_PROBLEM REQUIREMENTS_
Search the records below for the word "window" and show every line where it occurs.

Stored data:
+++++

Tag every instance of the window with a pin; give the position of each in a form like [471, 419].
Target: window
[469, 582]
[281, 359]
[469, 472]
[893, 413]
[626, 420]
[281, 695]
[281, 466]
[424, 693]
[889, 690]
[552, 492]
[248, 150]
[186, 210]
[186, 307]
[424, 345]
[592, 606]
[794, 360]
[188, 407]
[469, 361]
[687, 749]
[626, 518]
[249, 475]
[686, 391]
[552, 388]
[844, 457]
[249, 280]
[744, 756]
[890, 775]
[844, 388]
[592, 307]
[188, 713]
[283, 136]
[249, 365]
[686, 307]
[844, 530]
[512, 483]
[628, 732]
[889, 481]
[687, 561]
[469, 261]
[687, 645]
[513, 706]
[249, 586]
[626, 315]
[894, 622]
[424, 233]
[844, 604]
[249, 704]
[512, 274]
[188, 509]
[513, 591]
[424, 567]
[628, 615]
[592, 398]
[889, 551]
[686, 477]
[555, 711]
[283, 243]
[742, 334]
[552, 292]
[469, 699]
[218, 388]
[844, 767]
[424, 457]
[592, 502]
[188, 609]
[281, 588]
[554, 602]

+++++

_TASK RESPONSE_
Tag every instance of the window with a pin; give the position of each in a form like [471, 419].
Target: window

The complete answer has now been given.